Referring expression data
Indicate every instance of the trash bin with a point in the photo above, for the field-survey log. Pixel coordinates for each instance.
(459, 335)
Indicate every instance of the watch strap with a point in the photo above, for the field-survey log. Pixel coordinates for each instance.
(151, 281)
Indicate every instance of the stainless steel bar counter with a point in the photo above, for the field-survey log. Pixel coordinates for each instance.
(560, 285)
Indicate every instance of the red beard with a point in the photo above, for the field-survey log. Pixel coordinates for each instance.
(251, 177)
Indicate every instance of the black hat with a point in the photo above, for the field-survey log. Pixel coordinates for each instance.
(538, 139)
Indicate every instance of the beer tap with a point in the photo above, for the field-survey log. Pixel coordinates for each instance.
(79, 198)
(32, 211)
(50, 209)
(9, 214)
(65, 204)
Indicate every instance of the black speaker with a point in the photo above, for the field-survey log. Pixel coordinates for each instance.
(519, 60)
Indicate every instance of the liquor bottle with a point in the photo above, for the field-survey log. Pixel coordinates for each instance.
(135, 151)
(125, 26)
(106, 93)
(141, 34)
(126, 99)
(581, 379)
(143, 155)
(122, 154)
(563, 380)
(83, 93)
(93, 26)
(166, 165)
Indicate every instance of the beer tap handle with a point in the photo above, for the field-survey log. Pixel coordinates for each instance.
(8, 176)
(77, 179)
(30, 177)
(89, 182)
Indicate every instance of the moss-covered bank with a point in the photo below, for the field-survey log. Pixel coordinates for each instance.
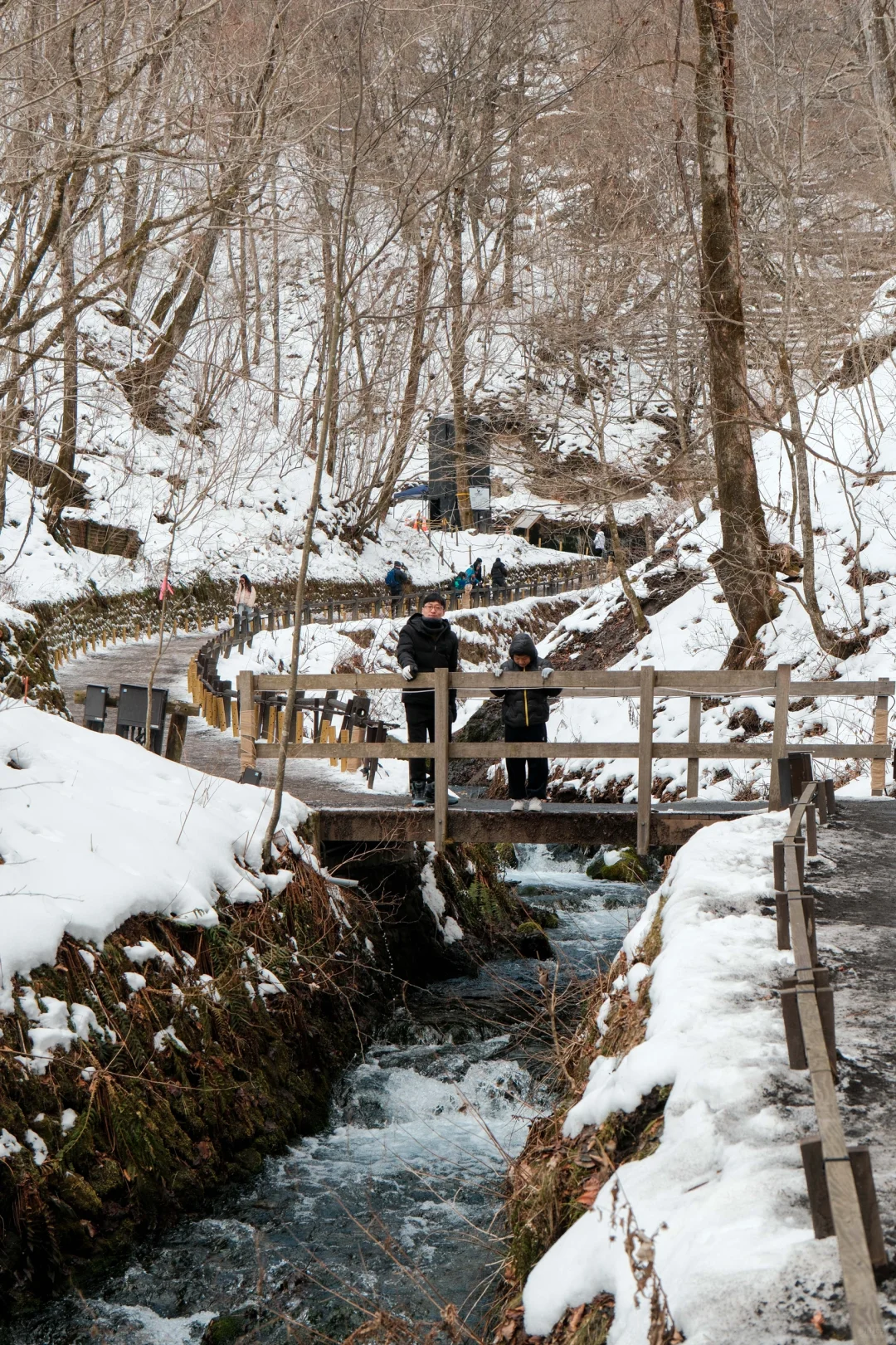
(192, 1054)
(558, 1178)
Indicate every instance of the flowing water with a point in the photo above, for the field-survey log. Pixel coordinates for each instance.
(398, 1204)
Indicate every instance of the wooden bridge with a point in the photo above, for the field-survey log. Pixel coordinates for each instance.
(643, 822)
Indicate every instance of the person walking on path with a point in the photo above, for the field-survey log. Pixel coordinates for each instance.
(426, 643)
(397, 578)
(244, 599)
(525, 714)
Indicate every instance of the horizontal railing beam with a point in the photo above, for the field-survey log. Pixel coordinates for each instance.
(565, 751)
(568, 681)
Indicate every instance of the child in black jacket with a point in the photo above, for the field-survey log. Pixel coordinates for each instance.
(525, 714)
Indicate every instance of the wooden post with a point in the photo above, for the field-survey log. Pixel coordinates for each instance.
(696, 704)
(177, 733)
(779, 733)
(881, 717)
(441, 751)
(645, 756)
(811, 830)
(357, 736)
(246, 689)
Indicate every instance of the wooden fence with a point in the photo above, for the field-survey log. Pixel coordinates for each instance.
(569, 578)
(841, 1189)
(643, 685)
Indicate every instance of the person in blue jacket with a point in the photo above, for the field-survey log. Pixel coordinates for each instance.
(396, 578)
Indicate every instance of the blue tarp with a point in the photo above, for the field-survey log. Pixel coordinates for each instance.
(411, 493)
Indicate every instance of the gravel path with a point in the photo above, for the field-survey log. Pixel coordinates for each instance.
(853, 884)
(205, 749)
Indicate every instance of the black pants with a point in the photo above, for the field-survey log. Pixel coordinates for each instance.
(421, 728)
(517, 767)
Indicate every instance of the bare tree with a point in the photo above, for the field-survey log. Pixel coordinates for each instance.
(743, 564)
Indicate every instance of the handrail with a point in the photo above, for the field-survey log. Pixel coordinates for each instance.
(322, 611)
(647, 682)
(839, 1176)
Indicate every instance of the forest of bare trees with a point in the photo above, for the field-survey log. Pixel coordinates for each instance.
(327, 221)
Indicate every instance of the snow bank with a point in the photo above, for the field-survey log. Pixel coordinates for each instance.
(724, 1196)
(95, 830)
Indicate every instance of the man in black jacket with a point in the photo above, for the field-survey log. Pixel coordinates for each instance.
(426, 643)
(525, 714)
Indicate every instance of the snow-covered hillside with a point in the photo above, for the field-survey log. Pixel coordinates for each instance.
(95, 830)
(718, 1211)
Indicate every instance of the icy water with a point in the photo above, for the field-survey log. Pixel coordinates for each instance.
(398, 1204)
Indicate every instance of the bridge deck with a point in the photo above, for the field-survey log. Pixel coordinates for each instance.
(478, 821)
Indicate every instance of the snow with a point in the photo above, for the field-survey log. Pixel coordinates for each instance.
(8, 1145)
(723, 1197)
(95, 830)
(38, 1148)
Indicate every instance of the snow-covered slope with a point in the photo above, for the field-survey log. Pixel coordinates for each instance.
(720, 1208)
(95, 829)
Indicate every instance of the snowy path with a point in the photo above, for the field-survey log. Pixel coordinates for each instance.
(205, 749)
(857, 937)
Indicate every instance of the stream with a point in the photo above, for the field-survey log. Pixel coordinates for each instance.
(398, 1204)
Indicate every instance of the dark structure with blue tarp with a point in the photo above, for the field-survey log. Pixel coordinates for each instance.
(443, 476)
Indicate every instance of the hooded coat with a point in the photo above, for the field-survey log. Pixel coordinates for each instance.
(525, 709)
(426, 645)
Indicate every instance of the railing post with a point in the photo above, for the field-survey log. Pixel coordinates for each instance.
(645, 756)
(441, 747)
(779, 733)
(246, 689)
(694, 709)
(881, 716)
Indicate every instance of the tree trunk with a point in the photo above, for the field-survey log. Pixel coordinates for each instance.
(514, 190)
(830, 643)
(458, 355)
(880, 74)
(62, 476)
(416, 359)
(275, 294)
(143, 379)
(642, 624)
(743, 564)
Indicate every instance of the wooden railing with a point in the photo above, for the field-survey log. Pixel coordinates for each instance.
(645, 685)
(840, 1182)
(568, 578)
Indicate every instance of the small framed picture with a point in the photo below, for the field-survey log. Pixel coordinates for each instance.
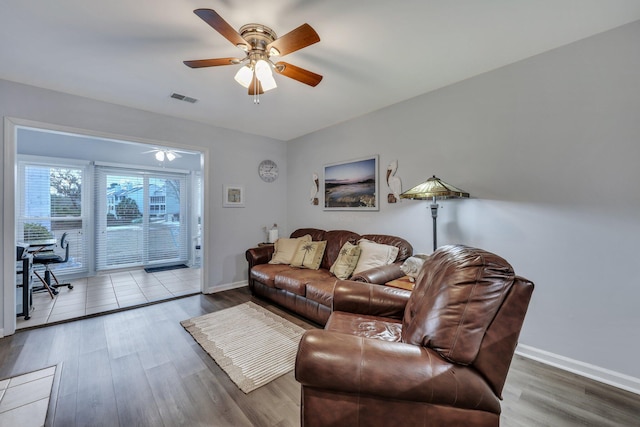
(352, 185)
(233, 196)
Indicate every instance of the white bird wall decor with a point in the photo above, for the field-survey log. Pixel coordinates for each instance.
(314, 189)
(394, 182)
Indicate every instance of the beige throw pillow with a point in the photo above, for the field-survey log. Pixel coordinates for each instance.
(374, 255)
(347, 261)
(309, 255)
(284, 249)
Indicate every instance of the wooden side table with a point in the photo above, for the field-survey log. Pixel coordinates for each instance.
(402, 283)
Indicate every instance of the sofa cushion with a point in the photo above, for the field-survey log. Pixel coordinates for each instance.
(321, 291)
(309, 255)
(347, 261)
(295, 279)
(405, 248)
(285, 249)
(374, 255)
(335, 240)
(362, 325)
(266, 273)
(456, 297)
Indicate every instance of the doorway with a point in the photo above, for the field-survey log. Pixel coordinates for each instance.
(179, 225)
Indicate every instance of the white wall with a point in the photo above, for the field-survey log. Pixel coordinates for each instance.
(233, 159)
(549, 149)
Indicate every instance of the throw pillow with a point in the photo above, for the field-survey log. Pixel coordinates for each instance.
(374, 255)
(284, 249)
(346, 261)
(412, 265)
(309, 255)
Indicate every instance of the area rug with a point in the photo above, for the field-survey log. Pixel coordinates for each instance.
(25, 398)
(251, 344)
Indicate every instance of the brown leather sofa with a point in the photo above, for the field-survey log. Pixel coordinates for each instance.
(438, 356)
(309, 293)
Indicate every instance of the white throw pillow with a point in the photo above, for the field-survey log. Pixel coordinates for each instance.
(374, 255)
(285, 249)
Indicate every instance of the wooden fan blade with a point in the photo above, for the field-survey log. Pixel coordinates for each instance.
(297, 73)
(212, 18)
(255, 84)
(199, 63)
(302, 36)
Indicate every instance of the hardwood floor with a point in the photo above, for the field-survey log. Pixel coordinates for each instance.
(141, 368)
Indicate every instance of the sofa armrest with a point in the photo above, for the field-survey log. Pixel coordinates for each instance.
(259, 255)
(370, 299)
(379, 275)
(256, 256)
(346, 363)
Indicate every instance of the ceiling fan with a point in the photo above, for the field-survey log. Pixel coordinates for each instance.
(260, 43)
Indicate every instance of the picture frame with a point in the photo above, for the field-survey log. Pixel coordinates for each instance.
(233, 196)
(352, 185)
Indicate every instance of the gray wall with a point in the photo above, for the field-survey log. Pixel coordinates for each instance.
(549, 149)
(233, 159)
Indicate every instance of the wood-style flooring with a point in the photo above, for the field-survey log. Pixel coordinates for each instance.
(141, 368)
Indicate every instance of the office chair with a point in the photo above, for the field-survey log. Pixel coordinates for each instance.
(50, 257)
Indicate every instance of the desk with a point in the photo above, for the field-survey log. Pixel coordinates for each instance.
(402, 283)
(24, 268)
(33, 248)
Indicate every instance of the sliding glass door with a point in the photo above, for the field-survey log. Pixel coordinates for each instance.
(141, 218)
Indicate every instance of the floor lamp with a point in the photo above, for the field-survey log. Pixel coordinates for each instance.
(434, 189)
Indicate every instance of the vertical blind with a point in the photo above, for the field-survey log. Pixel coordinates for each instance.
(141, 218)
(51, 202)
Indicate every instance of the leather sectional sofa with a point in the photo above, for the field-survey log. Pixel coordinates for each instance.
(309, 292)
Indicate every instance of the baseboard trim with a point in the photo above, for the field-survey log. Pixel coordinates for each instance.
(225, 287)
(596, 373)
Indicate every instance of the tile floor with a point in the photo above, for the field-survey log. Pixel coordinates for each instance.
(24, 399)
(108, 292)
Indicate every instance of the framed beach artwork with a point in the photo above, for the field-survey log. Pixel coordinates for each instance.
(233, 196)
(352, 185)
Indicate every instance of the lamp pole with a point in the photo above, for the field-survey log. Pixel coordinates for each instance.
(434, 215)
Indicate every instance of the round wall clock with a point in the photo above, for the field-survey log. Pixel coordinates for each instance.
(268, 170)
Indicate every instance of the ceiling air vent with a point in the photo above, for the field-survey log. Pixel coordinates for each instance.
(183, 98)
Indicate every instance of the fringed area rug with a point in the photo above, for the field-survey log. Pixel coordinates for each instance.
(251, 344)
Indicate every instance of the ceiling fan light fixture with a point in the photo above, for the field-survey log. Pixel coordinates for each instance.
(244, 76)
(268, 83)
(263, 70)
(264, 74)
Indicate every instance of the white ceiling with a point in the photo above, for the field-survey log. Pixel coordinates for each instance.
(372, 53)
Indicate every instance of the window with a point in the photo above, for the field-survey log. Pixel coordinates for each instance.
(140, 218)
(51, 202)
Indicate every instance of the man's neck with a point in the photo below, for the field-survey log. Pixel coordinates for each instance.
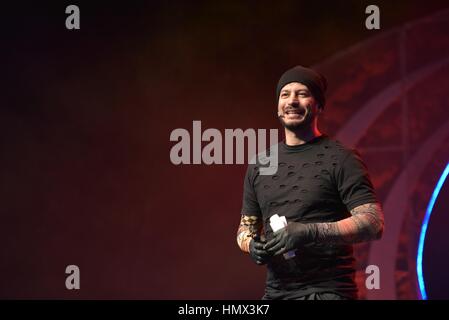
(301, 136)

» WHAT THE TASK REQUIRES
Your copy must hold exactly the lines from the one with "Indicate every instance of the lamp" to the end of the records above, both included, and no pictures.

» EXERCISE RESULT
Indicate every instance of the lamp pole with a point in the photo above, for the field-survey log. Pixel coordinates for each instance.
(434, 215)
Indicate every instance of the round wall clock with a point in the photo above, for the field-survey log. Pixel coordinates for each instance.
(268, 170)
Indicate every instance of the ceiling air vent with a point in the photo above, for the field-survey log. Pixel coordinates for each instance.
(183, 98)
Indicate every instance of the fringed area rug with a point in the photo above, for the field-survey log. Pixel coordinates for each instance.
(251, 344)
Indicate every instance of the ceiling fan light fixture with a point in the photo above, for the field-survey log. Pixel coordinates for each instance.
(244, 76)
(268, 83)
(263, 70)
(264, 74)
Indicate every instance of the white ceiling with a point in the photo above, for the field-survey log. Pixel coordinates for each instance.
(372, 53)
Indicate every instance of the window with a point in the photo above, for the field-survey log. Pixel coordinates for each instance.
(140, 218)
(51, 202)
Indicate every instance of the man's neck with a point in the photo below, for the field-survey log. Pixel coordinates for each instance.
(301, 136)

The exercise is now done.